◆ STATED TASK
Your task is to extract the lines from the one holding "Warehouse picking: mark the birch" through the end of the material. Set them down exactly and add nothing.

◆ EXTRACTED INFORMATION
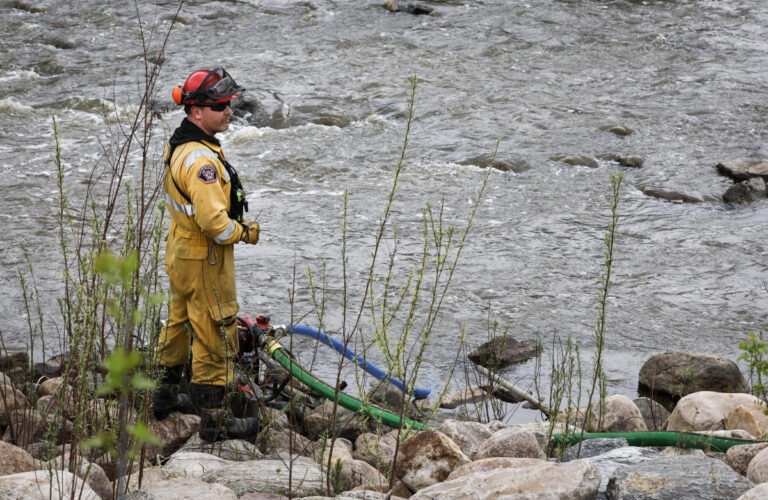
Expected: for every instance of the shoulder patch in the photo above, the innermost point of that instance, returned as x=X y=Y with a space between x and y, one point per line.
x=207 y=174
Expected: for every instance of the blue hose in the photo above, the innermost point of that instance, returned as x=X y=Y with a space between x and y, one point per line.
x=348 y=353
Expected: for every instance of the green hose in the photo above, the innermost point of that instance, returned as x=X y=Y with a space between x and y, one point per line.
x=678 y=439
x=274 y=349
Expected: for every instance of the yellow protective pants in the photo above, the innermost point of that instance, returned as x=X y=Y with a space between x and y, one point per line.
x=203 y=310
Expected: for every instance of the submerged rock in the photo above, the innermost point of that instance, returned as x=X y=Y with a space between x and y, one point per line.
x=746 y=191
x=500 y=352
x=741 y=169
x=670 y=194
x=673 y=375
x=677 y=477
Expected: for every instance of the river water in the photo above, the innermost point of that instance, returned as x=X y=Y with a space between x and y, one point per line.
x=544 y=78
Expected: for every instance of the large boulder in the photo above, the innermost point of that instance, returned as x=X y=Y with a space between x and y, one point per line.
x=739 y=457
x=573 y=480
x=14 y=459
x=187 y=488
x=92 y=473
x=705 y=410
x=427 y=458
x=173 y=431
x=511 y=442
x=468 y=435
x=11 y=399
x=620 y=414
x=758 y=467
x=670 y=376
x=270 y=476
x=44 y=485
x=492 y=464
x=500 y=352
x=677 y=477
x=376 y=450
x=751 y=418
x=193 y=464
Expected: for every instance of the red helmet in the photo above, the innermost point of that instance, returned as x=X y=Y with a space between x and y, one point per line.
x=204 y=88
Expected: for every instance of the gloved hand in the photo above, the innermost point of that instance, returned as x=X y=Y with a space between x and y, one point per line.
x=250 y=232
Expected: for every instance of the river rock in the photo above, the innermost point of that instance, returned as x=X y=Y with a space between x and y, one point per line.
x=270 y=476
x=739 y=457
x=500 y=352
x=579 y=161
x=673 y=375
x=347 y=424
x=741 y=169
x=750 y=418
x=619 y=415
x=670 y=194
x=619 y=130
x=677 y=477
x=511 y=442
x=236 y=450
x=342 y=450
x=759 y=492
x=173 y=432
x=376 y=450
x=10 y=400
x=611 y=460
x=28 y=426
x=468 y=435
x=757 y=470
x=493 y=463
x=92 y=473
x=573 y=480
x=654 y=414
x=705 y=410
x=193 y=464
x=12 y=358
x=427 y=458
x=187 y=488
x=14 y=459
x=470 y=395
x=592 y=448
x=356 y=473
x=746 y=191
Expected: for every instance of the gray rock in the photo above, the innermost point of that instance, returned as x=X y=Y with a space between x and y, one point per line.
x=654 y=414
x=12 y=358
x=270 y=476
x=609 y=461
x=741 y=169
x=500 y=352
x=672 y=375
x=677 y=477
x=577 y=480
x=593 y=448
x=739 y=457
x=670 y=194
x=746 y=191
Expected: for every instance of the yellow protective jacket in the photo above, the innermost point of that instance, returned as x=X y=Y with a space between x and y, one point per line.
x=196 y=171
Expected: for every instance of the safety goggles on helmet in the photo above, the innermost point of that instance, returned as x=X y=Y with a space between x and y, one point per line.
x=216 y=86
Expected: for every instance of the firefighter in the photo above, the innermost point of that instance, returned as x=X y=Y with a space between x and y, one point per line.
x=206 y=204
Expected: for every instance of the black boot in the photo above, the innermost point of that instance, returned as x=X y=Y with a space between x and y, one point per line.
x=216 y=419
x=167 y=397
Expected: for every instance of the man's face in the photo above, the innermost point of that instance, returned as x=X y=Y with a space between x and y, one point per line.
x=211 y=121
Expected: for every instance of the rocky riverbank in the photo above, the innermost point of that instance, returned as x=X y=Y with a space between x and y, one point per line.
x=453 y=459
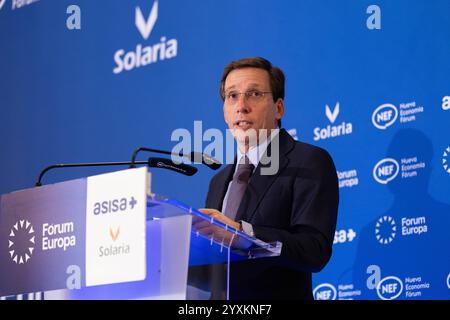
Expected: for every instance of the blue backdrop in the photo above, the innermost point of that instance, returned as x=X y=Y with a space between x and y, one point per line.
x=366 y=80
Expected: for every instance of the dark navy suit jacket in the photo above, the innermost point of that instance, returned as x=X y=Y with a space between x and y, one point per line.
x=298 y=207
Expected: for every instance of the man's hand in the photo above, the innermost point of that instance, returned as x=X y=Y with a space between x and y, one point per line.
x=205 y=228
x=216 y=214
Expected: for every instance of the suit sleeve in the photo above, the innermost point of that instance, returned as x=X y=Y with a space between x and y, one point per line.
x=307 y=243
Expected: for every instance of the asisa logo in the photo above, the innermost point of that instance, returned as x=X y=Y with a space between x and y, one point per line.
x=384 y=116
x=21 y=242
x=386 y=170
x=114 y=205
x=325 y=291
x=389 y=288
x=332 y=131
x=144 y=55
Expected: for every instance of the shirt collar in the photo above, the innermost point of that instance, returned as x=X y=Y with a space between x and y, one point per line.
x=255 y=154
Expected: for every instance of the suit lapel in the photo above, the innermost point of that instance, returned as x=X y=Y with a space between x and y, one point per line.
x=259 y=184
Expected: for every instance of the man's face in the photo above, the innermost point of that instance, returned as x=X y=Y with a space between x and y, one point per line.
x=246 y=113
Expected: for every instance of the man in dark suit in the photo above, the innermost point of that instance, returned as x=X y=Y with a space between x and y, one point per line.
x=296 y=204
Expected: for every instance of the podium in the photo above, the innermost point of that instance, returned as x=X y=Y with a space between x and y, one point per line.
x=110 y=237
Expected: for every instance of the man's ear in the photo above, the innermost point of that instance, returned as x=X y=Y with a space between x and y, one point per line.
x=279 y=105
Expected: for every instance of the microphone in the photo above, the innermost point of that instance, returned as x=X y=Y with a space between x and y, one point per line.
x=151 y=162
x=198 y=157
x=170 y=165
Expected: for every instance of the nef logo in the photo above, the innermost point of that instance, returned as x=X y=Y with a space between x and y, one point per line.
x=386 y=170
x=389 y=288
x=325 y=291
x=21 y=242
x=115 y=205
x=384 y=116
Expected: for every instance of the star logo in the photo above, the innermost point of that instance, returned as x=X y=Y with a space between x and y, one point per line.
x=21 y=242
x=385 y=230
x=445 y=160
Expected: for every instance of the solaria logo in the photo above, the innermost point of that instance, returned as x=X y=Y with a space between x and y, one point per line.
x=21 y=241
x=145 y=54
x=384 y=116
x=385 y=230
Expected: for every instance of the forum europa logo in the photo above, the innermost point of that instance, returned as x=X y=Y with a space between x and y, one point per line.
x=21 y=241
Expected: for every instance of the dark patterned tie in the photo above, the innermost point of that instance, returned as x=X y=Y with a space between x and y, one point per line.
x=238 y=186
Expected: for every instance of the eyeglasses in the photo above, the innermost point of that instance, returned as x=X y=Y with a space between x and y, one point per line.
x=251 y=96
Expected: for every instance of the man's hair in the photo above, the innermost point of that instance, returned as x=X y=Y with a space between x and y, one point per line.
x=276 y=76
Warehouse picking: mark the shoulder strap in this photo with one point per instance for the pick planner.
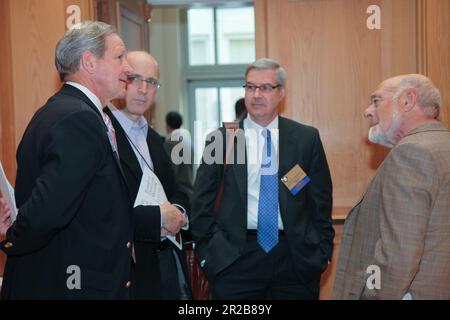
(230, 133)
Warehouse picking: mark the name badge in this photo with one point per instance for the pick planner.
(295, 179)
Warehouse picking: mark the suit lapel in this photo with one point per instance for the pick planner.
(72, 91)
(286, 158)
(239, 170)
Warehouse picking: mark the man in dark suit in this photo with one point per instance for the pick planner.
(160, 268)
(72, 236)
(265, 241)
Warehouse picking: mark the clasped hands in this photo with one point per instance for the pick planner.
(172, 219)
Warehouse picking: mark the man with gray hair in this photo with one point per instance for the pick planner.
(396, 239)
(72, 236)
(271, 234)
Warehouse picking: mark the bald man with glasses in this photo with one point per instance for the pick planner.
(271, 236)
(159, 268)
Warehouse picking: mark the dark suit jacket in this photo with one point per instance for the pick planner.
(147, 219)
(74, 207)
(306, 217)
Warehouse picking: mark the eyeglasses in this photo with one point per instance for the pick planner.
(264, 88)
(136, 81)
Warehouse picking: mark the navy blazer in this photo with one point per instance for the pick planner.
(306, 216)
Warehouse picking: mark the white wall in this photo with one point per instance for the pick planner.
(165, 46)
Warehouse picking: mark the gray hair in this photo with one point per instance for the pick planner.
(85, 36)
(268, 64)
(429, 97)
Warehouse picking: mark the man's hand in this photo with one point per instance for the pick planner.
(173, 219)
(5, 217)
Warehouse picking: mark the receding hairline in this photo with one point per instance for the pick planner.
(136, 54)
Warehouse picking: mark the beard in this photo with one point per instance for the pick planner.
(387, 139)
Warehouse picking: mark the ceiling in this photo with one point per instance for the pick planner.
(197, 3)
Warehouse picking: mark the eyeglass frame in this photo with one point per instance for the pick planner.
(150, 81)
(260, 87)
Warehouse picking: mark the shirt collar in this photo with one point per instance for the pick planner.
(250, 124)
(95, 100)
(128, 124)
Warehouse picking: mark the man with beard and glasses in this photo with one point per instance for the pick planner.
(395, 243)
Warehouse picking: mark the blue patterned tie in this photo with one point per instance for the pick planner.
(268, 197)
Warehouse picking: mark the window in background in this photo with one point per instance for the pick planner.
(221, 36)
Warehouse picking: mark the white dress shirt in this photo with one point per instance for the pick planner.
(254, 144)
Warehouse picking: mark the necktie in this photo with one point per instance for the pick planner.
(268, 197)
(111, 132)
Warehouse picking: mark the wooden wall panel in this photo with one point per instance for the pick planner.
(34, 73)
(334, 62)
(437, 46)
(6, 102)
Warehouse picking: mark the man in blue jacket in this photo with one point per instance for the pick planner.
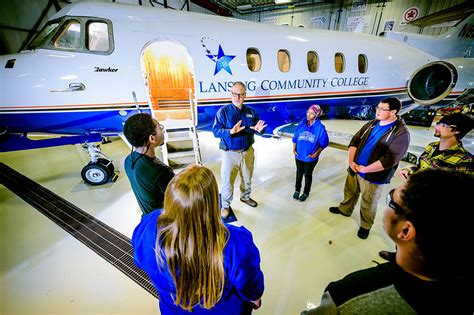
(235, 125)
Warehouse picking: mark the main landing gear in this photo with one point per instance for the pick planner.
(100, 169)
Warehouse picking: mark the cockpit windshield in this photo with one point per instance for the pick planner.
(41, 37)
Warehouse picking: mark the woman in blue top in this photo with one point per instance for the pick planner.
(309, 141)
(196, 262)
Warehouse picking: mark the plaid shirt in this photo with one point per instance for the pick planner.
(456, 158)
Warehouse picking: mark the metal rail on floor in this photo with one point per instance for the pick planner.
(105, 241)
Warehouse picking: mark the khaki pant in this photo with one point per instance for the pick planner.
(233, 163)
(356, 185)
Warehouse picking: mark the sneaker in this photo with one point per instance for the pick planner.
(363, 233)
(336, 210)
(389, 256)
(225, 213)
(250, 202)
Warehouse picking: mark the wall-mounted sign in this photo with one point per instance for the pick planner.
(353, 21)
(358, 6)
(318, 19)
(389, 25)
(269, 19)
(410, 14)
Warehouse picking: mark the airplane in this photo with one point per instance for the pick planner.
(95, 64)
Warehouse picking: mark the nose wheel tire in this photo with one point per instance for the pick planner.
(97, 173)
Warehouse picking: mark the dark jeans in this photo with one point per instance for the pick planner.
(306, 169)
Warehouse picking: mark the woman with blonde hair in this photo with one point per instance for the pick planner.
(196, 262)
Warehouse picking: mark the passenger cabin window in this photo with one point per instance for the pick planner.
(69, 37)
(362, 61)
(97, 36)
(339, 62)
(254, 61)
(313, 61)
(283, 60)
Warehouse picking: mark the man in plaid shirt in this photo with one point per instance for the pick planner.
(447, 153)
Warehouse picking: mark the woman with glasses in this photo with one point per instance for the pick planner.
(309, 140)
(197, 263)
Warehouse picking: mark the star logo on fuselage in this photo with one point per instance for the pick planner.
(222, 61)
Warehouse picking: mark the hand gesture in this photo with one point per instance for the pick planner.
(237, 128)
(353, 166)
(403, 173)
(259, 126)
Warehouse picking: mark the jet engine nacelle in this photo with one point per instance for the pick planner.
(433, 82)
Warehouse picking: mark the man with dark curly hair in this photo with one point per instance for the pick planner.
(148, 176)
(429, 220)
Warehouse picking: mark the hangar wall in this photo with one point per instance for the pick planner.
(375, 14)
(20, 20)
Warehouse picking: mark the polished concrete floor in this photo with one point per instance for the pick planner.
(44, 270)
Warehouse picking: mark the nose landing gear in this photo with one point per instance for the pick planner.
(100, 169)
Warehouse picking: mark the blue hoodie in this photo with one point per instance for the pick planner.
(308, 139)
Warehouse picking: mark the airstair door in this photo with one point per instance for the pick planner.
(169, 76)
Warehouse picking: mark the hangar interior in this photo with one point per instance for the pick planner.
(44, 270)
(303, 247)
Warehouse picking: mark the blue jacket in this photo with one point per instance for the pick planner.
(244, 279)
(226, 118)
(308, 139)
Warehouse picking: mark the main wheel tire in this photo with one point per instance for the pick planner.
(96, 174)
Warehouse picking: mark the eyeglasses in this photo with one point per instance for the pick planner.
(445, 125)
(382, 109)
(392, 204)
(238, 94)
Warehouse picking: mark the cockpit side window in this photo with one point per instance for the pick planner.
(79, 34)
(42, 36)
(97, 36)
(69, 36)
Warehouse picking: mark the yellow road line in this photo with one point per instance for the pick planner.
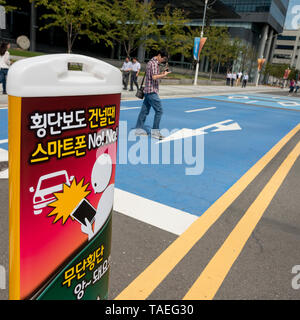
(154, 274)
(217, 269)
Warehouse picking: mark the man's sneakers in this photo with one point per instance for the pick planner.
(141, 132)
(154, 133)
(157, 135)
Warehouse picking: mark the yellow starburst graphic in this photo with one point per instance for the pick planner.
(67, 200)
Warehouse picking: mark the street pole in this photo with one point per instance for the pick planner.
(201, 36)
(33, 27)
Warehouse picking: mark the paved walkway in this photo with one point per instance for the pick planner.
(187, 90)
(191, 90)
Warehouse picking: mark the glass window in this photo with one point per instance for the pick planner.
(249, 5)
(282, 47)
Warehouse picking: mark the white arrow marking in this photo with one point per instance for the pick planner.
(186, 133)
(231, 127)
(197, 110)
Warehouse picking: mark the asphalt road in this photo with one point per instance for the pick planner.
(262, 270)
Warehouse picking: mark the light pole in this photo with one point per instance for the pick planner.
(201, 36)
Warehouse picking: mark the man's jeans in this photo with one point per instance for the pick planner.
(125, 79)
(150, 100)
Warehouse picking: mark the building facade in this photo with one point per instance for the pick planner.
(287, 49)
(259, 24)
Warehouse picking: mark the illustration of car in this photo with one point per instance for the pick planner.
(48, 185)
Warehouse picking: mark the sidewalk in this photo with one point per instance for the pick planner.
(166, 91)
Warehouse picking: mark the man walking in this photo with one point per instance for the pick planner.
(135, 70)
(126, 68)
(245, 80)
(151, 98)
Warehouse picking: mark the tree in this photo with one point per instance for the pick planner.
(6, 6)
(133, 23)
(77, 18)
(218, 48)
(173, 33)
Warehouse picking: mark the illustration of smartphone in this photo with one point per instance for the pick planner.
(84, 210)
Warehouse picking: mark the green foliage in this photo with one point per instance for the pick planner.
(77, 18)
(276, 70)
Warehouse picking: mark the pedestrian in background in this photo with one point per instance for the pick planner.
(126, 68)
(151, 98)
(233, 78)
(228, 78)
(135, 70)
(4, 63)
(297, 86)
(245, 80)
(292, 86)
(239, 78)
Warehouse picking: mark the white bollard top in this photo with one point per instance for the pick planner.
(49, 76)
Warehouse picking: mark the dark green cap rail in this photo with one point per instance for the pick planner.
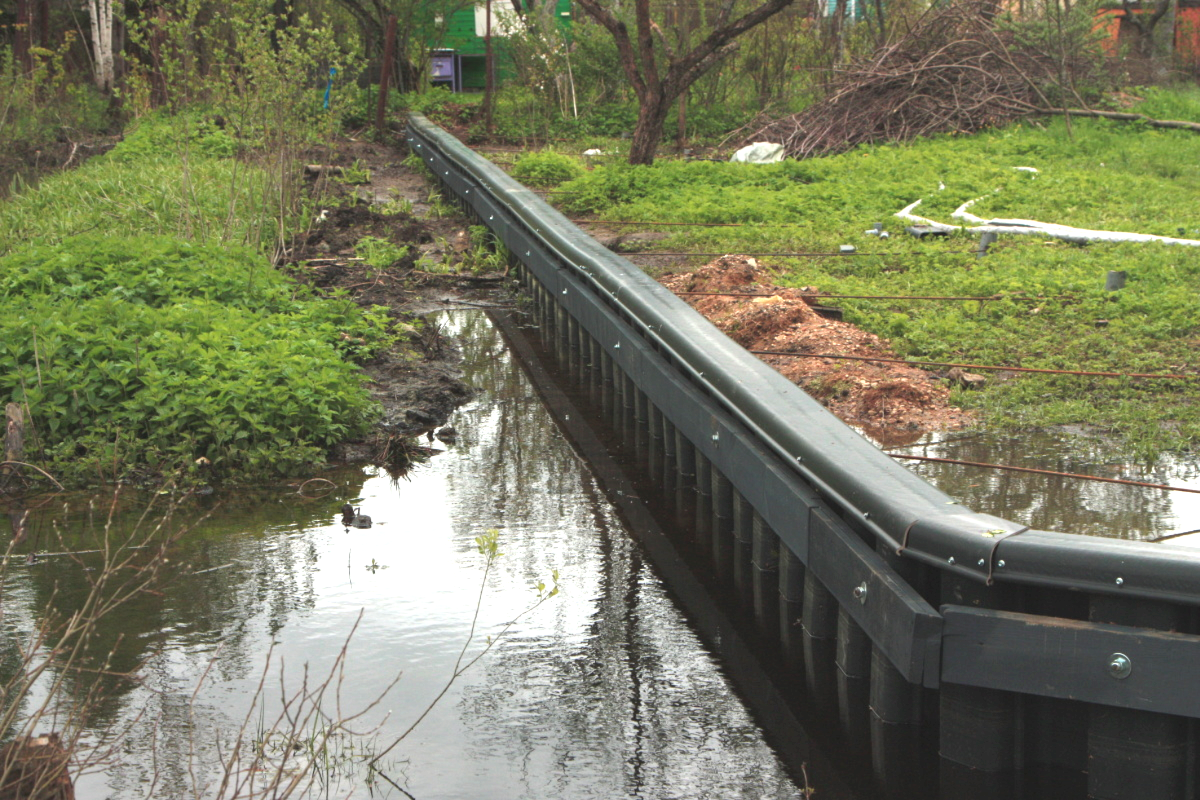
(869, 489)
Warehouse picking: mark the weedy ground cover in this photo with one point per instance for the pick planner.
(144, 326)
(1051, 308)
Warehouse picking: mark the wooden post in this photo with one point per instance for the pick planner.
(24, 36)
(682, 137)
(13, 437)
(389, 50)
(489, 68)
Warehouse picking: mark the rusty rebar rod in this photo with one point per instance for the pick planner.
(1168, 376)
(1047, 471)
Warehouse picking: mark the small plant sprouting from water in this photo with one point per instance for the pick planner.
(487, 545)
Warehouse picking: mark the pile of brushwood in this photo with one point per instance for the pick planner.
(958, 70)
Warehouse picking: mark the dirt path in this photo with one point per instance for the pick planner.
(892, 402)
(395, 206)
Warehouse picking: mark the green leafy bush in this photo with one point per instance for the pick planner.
(546, 168)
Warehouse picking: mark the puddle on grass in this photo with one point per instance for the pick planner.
(1059, 503)
(604, 691)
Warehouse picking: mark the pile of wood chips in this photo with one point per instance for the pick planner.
(892, 402)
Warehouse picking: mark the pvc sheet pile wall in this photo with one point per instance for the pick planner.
(910, 618)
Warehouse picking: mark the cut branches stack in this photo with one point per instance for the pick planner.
(954, 71)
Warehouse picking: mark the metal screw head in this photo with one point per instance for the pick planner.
(861, 593)
(1120, 666)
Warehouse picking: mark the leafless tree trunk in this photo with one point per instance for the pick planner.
(657, 88)
(1145, 23)
(101, 12)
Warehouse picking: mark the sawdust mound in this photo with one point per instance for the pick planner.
(891, 401)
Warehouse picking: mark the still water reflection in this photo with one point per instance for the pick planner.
(605, 691)
(1060, 503)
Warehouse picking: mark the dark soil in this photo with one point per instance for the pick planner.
(30, 163)
(417, 394)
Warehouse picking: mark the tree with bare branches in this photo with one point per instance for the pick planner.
(660, 74)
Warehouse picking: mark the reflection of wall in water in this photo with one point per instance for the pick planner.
(1055, 503)
(177, 629)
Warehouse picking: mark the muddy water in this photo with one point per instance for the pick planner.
(605, 691)
(1060, 503)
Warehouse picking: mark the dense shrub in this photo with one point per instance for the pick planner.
(173, 352)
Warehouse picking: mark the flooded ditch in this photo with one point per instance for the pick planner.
(630, 683)
(606, 690)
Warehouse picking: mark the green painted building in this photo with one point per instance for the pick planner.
(466, 31)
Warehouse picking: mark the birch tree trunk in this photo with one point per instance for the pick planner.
(101, 12)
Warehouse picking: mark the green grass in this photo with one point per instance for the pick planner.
(1109, 175)
(144, 328)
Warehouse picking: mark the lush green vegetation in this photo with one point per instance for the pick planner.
(145, 328)
(1107, 175)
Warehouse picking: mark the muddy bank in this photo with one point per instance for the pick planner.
(889, 401)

◆ FULL ANSWER
Warehouse picking: mark the birch tree trunk in this photo with one point per instance for the pick planner.
(101, 12)
Warehouse picking: mark the green grass in this photo with one point per instance for the pick planner.
(1109, 175)
(144, 328)
Warehouse picking: mark the lush green vegetation in this photo with one point per instance for the pick planner.
(145, 328)
(1107, 175)
Warehouse picking: mark the muddy bank in this photo with one point per instance for the pick planner.
(889, 401)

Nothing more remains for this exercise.